Reproduce all of the lines below, requests included. In the answers, multiply every point coordinate by 0.8 and round to the nearest whole number, rounding halves up; leave the numbers in the requests and their sample points unchanged.

[Records]
━━━━━━━━━━━━━━━━━━━━━━━━━━━━━━

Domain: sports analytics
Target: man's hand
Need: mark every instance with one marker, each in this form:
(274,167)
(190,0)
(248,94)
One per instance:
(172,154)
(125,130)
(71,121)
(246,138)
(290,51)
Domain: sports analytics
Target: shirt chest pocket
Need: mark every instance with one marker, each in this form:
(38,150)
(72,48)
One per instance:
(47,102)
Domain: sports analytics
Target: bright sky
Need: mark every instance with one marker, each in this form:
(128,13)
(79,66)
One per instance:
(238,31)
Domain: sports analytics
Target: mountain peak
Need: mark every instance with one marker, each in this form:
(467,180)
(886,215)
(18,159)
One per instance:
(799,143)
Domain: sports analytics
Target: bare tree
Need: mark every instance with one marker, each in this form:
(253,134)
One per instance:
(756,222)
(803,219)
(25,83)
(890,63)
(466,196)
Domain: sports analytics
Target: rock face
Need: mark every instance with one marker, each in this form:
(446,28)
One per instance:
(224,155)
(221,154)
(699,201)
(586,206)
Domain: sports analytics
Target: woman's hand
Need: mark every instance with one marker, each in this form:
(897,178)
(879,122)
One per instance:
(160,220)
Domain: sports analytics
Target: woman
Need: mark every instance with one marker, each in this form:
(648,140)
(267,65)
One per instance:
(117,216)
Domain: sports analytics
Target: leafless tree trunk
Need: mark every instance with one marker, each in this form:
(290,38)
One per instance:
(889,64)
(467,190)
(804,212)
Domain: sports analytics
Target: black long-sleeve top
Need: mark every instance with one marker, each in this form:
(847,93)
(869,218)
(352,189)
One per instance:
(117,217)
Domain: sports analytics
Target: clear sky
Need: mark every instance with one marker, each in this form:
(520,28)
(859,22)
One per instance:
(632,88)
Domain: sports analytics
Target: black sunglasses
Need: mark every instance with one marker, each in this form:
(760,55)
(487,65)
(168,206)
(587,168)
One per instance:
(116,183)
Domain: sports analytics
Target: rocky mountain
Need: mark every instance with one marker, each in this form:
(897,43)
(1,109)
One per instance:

━━━━━━━━━━━━━━━━━━━━━━━━━━━━━━

[Result]
Domain: sports analytics
Target: man's hand
Need: mark every instance with one marker, each in this form:
(274,167)
(190,0)
(248,94)
One per instance:
(138,123)
(100,104)
(57,97)
(197,110)
(232,41)
Domain: sports analytics
Target: shirt chest pocket
Need: mark every instance with one marker, each in this form:
(38,150)
(72,48)
One per instance:
(38,82)
Domain: sports analytics
Target: bright sky
Need: mark every instance with one marker, each in this form:
(128,13)
(79,66)
One per instance:
(190,25)
Domain: sports analytics
Target: mountain peak
Need: mark every instance with one marker, each in this form:
(467,180)
(886,215)
(18,159)
One per instance:
(639,114)
Domain: sports analytics
Target: bare tree
Need: mark every instance with one marker, each in this form:
(253,134)
One per instance:
(605,178)
(642,175)
(20,66)
(712,50)
(373,157)
Domain: sports analytics
Target: rock face
Need: mark every instance with one marker, each in this form:
(446,28)
One per instance:
(179,124)
(177,123)
(559,161)
(469,165)
Domain: sports analytics
Target: woman's hand
Need: mark every instance with one marker, each in this form:
(897,178)
(879,122)
One per instance:
(128,176)
Domain: sports analytics
Target: woman
Need: mark every instance with one marker, each in this form:
(648,140)
(267,65)
One per instance:
(94,173)
Domain: sports analytics
Target: leafless tree trunk
Need: mark every instance with one marker, each in this form:
(290,38)
One per instance:
(711,51)
(374,152)
(643,170)
Domain: sports analytics
Target: black long-sleeve top
Need: mark every instance with one marker, each in this form:
(847,93)
(869,218)
(352,189)
One per instance:
(94,174)
Domain: sports analytics
Target: clear sky
Need: mark every instance with one marker, each in this form:
(520,28)
(859,22)
One per instance:
(506,70)
Domain: sports analytics
Target: black sunglasses
Need: mark every instance with one marker, each in this form:
(760,55)
(487,65)
(168,206)
(587,168)
One per instance:
(93,146)
Domain: sports analytics
Target: rocky mountain
Need: mark every instance with one marker, each in this form:
(897,43)
(1,109)
One per instance:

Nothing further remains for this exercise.